-- CONSIGNE A --
Recopiez mot pour mot, parmi les entrées, les lignes allant de celle qui contient « Indicate each instance of the iron » jusqu'à celle qui contient « [(56, 129), (145, 124), (399, 110), (259, 117)] », cette dernière comprise.

Il s’agit de voir comment l’œuvre travaille et reconfigure les représentations du social et de l’Histoire venues du monde au cœur de son système textuel propre.

Je cherche avant tout à éclairer la signification que l’on peut donner à ce film, au niveau thématique et esthétique, au travers de sa composition et des interrogations qu’il suscite.

4. Votre livre est aussi une œuvre elle-même. Vous avez développé les singularités majeures du film, en particulier les concepts inattendus ; pouvez vous les préciser sommairement ?

2046 joue d’une part d’illisible, met en question la construction même du sens, à travers les interrogations du personnage (tout à son amour passé pour Mme Chan) sur la temporalité, mais aussi par la mise en question de l’intelligibilité de l’Histoire lorsqu’elle est désertée par la cohérence temporelle (La Chine, par sa promesse, prétend différer l’effectivité de la rétrocession). Or cette poétique du différé se retrouve dans l’œuvre, avec par exemple, les androïdes à émotions différées, mais aussi lorsque le réalisateur retarde les informations qu’il donne au spectateur et nécessaires à la compréhension de l’intrigue : M. Chow n’évoque Mme Chan et son attachement au nombre 2046 qu’à la toute fin du film, le statut des premières images, issues du roman science-fiction et imbriquées dans la fiction cinématographique proprement dite, est explicité tardivement…

Le travail sur la temporalité est très intéressant : 2046 n’est pas un discours direct tenu sur la rétrocession, parce qu’il joue sur la disjonction temporelle, celle-là même qui touche Hong Kong… La réalisation du film advient quelques années après ce transfert de souveraineté (il sort en 2004). Wong Kar-wai inscrit des traces historiques qui ne se comprennent en partie qu’en référence à cet événement (l’année 2046 par exemple), mais il recule le temps de l’intrigue dans les années 1960 et c’est à partir de cette époque passée que le personnage invente un espace-temps sombre du futur, à et en 2046, où l’on pourrait « retrouver ses souvenirs perdus. Car on dit que rien ne change jamais, mais nul ne sait au juste, car nul n’en est jamais revenu » (allusion à la promesse d’absence de changements).


5. Ce film, on l’a compris n’est pas une histoire linéaire ; on y sent des mystères ..

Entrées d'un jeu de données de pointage
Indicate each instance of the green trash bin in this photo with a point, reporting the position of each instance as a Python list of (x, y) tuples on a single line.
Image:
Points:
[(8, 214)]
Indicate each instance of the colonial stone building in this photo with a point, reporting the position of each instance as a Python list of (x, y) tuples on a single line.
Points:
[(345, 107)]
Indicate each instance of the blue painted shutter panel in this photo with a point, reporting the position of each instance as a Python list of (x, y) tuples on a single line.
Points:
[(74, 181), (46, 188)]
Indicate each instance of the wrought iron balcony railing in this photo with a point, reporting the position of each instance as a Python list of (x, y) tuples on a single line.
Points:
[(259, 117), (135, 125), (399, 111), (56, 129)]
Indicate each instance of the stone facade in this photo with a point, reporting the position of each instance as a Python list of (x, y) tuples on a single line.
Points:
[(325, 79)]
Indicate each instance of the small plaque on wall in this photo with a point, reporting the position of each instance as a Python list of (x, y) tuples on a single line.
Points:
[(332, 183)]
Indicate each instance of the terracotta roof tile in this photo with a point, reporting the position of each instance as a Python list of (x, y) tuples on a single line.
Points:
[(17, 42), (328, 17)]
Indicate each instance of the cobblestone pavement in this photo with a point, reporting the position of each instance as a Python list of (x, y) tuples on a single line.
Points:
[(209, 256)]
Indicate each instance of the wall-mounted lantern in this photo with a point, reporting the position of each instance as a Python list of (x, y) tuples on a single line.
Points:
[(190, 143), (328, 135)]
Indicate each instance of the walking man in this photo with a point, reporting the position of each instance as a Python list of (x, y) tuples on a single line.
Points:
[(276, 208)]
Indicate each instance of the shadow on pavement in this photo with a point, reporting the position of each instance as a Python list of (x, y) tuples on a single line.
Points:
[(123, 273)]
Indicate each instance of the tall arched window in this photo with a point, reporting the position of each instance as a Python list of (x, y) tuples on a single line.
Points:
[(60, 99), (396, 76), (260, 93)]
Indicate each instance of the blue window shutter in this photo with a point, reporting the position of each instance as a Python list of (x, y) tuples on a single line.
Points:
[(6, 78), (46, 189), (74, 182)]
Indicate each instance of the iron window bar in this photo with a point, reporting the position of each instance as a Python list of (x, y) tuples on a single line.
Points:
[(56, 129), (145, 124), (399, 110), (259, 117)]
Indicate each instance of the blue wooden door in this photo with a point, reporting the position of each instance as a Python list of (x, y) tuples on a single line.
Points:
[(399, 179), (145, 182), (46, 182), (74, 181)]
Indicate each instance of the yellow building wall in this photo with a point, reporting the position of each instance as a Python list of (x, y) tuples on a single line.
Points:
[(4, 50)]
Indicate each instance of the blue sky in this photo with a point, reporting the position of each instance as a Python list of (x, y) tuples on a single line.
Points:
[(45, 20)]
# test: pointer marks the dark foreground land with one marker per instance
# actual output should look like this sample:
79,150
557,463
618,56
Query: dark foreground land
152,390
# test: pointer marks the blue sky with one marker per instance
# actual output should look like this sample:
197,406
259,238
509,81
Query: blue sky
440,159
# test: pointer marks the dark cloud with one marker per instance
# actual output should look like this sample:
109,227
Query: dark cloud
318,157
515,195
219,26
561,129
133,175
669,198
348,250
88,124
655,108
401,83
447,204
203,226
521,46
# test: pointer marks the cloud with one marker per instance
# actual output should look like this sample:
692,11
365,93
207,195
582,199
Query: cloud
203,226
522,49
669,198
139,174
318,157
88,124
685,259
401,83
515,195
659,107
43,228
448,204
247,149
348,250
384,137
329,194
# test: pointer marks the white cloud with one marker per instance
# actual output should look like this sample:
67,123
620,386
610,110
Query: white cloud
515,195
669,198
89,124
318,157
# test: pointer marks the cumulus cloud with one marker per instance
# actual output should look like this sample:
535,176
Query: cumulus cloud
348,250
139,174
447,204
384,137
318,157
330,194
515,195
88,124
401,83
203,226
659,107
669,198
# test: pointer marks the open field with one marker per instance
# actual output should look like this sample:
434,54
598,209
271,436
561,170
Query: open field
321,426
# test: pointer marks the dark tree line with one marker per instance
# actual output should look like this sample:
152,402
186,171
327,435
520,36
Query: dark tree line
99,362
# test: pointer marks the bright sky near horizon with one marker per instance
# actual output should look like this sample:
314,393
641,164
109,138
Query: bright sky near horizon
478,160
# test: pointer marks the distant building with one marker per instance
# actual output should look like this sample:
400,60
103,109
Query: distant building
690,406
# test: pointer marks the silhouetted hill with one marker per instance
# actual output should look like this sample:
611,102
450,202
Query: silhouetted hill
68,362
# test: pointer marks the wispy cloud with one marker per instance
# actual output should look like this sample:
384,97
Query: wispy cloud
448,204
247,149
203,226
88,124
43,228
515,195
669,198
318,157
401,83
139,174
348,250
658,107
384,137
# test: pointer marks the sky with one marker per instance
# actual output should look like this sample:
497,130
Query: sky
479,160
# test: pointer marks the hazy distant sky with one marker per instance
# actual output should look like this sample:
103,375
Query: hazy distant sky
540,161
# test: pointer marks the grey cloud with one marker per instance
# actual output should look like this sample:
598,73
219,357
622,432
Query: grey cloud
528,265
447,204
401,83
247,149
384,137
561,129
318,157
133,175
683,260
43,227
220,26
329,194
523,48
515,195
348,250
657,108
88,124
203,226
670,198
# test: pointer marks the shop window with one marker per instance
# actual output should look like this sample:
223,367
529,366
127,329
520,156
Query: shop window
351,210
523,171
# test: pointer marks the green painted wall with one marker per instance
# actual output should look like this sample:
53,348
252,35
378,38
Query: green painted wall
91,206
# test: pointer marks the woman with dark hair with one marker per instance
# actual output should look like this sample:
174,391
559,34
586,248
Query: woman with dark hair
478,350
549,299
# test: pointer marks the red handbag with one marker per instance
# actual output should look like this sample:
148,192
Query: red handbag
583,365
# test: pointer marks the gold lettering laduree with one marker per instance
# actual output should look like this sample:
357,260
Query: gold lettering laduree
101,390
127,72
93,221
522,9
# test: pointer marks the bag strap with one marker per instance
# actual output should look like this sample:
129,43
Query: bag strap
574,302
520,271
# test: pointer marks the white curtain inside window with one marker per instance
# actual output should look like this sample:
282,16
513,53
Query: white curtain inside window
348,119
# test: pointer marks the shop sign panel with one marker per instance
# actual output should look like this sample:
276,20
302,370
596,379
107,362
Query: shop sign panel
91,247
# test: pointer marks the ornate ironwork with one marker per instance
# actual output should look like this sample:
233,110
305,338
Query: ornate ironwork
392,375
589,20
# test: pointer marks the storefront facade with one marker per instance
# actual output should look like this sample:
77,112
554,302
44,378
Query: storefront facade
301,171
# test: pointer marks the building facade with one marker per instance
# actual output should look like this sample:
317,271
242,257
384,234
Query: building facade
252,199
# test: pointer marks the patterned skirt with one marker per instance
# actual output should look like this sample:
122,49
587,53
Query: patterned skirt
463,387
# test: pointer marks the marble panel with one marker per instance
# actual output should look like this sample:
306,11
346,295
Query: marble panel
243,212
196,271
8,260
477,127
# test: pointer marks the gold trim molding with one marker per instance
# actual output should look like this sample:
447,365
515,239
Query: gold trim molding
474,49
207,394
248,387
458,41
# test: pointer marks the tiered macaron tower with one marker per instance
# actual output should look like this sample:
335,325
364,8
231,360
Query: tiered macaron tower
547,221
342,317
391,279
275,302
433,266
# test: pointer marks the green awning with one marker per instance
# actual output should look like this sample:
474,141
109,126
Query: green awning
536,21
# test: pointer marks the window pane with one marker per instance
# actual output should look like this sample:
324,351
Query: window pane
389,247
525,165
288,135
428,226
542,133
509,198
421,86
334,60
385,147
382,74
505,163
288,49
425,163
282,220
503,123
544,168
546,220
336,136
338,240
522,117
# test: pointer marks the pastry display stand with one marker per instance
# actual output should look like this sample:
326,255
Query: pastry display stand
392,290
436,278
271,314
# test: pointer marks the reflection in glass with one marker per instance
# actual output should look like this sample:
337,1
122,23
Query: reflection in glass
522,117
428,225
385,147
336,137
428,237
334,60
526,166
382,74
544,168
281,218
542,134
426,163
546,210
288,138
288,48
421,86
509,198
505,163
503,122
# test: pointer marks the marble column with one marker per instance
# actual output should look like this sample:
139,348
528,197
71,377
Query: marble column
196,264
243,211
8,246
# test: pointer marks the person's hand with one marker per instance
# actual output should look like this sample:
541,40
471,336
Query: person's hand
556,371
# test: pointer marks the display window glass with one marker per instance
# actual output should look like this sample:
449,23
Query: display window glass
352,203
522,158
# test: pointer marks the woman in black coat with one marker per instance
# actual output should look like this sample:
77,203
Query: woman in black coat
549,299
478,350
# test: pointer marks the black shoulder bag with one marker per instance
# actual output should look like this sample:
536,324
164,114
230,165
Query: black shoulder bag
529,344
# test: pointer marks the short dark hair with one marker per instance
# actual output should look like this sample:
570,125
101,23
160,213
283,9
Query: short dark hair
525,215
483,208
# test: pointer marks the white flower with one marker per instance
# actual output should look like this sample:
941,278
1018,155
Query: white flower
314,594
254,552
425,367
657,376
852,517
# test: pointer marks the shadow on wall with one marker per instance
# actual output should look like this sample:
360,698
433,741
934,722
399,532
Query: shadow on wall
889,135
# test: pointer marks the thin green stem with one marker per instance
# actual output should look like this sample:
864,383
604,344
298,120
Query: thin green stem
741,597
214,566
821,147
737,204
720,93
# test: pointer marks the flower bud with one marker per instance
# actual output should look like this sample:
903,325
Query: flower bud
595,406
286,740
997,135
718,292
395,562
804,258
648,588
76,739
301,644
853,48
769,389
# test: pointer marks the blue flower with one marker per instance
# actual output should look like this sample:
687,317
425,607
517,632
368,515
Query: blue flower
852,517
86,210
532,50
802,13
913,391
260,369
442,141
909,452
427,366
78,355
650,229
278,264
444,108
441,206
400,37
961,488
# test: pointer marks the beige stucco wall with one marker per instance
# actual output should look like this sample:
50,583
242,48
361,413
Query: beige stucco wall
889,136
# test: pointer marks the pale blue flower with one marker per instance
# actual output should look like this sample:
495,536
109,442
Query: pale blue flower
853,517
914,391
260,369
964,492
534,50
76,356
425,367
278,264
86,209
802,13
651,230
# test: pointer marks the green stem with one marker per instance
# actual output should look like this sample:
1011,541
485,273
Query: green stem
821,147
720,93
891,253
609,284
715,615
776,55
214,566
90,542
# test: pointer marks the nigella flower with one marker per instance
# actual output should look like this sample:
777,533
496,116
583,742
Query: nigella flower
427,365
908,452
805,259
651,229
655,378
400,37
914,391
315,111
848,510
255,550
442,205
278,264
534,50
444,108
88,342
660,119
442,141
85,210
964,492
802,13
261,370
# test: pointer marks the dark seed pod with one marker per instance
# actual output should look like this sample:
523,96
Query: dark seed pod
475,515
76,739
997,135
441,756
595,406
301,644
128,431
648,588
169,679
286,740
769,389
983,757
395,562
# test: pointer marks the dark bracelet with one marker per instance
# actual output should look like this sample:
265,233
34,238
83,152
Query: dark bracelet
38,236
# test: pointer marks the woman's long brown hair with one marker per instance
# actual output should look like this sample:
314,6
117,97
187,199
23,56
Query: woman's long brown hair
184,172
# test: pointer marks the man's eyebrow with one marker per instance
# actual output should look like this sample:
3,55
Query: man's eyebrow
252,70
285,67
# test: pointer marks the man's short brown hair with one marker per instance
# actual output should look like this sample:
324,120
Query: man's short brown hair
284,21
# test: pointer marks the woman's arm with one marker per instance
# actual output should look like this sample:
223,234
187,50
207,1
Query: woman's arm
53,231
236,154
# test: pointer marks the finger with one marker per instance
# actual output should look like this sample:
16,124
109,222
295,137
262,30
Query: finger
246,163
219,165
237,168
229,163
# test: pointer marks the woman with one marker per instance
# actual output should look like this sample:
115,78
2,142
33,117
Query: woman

-- CONSIGNE B --
Répondez brièvement à ces questions sur le texte consacré au film 2046.
(i) En quelle année le film sort-il ?
(ii) Dans quelles années le réalisateur situe-t-il le temps de l'intrigue ?
(iii) À quel moment du film M. Chow évoque-t-il Mme Chan et son attachement au nombre 2046 ?

-- RÉPONSE A --
Indicate each instance of the iron window bar in this photo with a point, reporting the position of each instance as a Python list of (x, y) tuples on a single line.
Points:
[(56, 129), (145, 124), (399, 110), (259, 117)]

-- RÉPONSE B --
(i) En 2004.
(ii) Dans les années 1960.
(iii) À la toute fin du film.